So in my unstretched rubber band, I have polymer coils that are happy, i.e., in the state of maximum entropy. Now I pull on the rubber band. What happens? I stretch the polymers. Their radius of gyration increases above the optimal value, their entropy goes down and they are unhappy. So, just like you pay an energy cost to stretch a normal spring, you pay an entropy cost to stretch a polymer. If you calculate this cost, you can derive the equivalent of Hooke’s law for these polymers [5]. Then you find that if I stretch a polymer by an amount x, then the force I need to apply is F=(CT/L)x, where C is just a constant, and T is the temperature of the system. So, a polymer behaves like a spring with a spring constant determined by the temperature of the system! And the reason it behaves like a spring is because of a loss in entropy rather than a gain in energy. This is what people call an “entropic spring”. Now, suppose I compare this spring constant with the spring constant associated with atomic solids we considered earlier, I find that it is 0.00001 times smaller! Thus polymers form very loose springs. And rubber is exactly like a regular solid but with a really itty-bitty spring constant that scales with the temperature of the solid [6].

**Conclusion **

In summary, rubbers are solids made by crosslinking polymers. Polymers form entropic springs whose stiffness increase as the temperature increases. And this explains why rubber bands become brittle and break when you try to stretch them on hot summer days! But at the start of the post, I said that such considerations are biologically relevant. How is that? The cell wall is a rubber! It is a crosslinked polymer mesh made of polymers that are called actins and microtubules. You will now say to me, why would I want to know about the elasticity of a cell wall? The reason is that it is the elasticity of the cell wall that allows a cell (those that are not swimmers that is) to crawl. And all questions associated with the motility of such cells boils down to understanding the elasticity of the cell wall. And you need to start by understanding the elasticity of the plain old rubber band first!

**TASKS TO COMPLETE:**
- 1) In the text on rubber elasticity, how does the spring constant of a polymer compare with that of the atomic solids?
- 2) Carry on the text on rubber elasticity from its final sentence.
The records that follow have no connection to the text on rubber elasticity.

**SOURCE INFORMATION:**

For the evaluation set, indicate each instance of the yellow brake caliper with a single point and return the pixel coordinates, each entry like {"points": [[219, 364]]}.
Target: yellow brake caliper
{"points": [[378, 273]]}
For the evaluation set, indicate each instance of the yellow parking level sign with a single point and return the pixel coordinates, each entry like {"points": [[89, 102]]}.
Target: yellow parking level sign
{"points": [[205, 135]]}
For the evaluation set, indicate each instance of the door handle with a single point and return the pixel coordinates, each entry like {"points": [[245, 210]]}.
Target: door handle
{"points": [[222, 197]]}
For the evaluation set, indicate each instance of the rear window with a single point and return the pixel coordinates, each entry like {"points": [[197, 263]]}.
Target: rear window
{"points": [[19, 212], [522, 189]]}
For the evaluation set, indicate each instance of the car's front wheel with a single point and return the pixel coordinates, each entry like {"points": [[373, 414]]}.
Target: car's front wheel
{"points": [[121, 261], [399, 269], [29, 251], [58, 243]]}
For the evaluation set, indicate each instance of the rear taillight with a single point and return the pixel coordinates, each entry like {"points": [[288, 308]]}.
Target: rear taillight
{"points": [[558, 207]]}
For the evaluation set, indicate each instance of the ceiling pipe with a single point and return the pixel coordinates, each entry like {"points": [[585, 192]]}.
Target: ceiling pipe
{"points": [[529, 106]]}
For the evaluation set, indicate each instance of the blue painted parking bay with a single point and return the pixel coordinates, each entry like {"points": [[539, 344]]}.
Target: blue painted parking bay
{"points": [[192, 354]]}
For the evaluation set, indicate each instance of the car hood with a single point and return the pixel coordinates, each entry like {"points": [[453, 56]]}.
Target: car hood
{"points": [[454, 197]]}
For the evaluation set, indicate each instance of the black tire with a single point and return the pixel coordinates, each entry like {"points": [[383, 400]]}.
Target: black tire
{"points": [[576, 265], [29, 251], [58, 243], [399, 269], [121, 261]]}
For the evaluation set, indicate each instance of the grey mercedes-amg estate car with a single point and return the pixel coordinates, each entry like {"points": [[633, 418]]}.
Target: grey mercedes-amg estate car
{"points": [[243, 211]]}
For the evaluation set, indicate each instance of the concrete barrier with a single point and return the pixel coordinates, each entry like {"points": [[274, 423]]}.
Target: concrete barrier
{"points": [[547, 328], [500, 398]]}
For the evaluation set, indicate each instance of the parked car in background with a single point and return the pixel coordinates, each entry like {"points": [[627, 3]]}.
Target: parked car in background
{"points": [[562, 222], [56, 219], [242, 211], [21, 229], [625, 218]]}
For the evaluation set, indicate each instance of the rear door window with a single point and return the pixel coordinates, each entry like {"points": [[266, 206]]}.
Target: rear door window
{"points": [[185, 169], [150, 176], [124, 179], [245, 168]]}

**RESPONSES TO THE EXERCISE:**
- 1) It is 0.00001 times smaller.

- 2)
Jargon, Caveats and Disclaimers

[1] Coulumb, screened coulomb, Lennard-Jones, you take your pick.

[2] I am fudging scales here, mapping Angstroms to a fraction of a micrometer, but for simplicity we ignore this difference here.

[3] This process is called vulcanization, that turns a complex fluid into a solid, gives it a finite zero frequency shear modulus.

[4] You can see this easily if you think of the polymer as a 3D random walk of length L. Then the RMS distance the walker would travel is Square root of L right?

[5] For the experts, note that you can derive this readily. Take a Boltzmann definition for the entropy as S=k_BLogW, where W is the number of configurations of a polymer of radius of gyration R. Using the random walk analogy earlier, this is W=exp(-R^2/L). So the loss in entropy due to stretching must be S(R)-S(R+x). And force F=-T(dS/dx)x (just a standard response relation).

[6] You should ask me now how come I ignored entropy when considering elasticity of an atomic solid. The fact is that entropy strain independent for harmonic solids and plays no role in the elasticity (a brief note on this is here).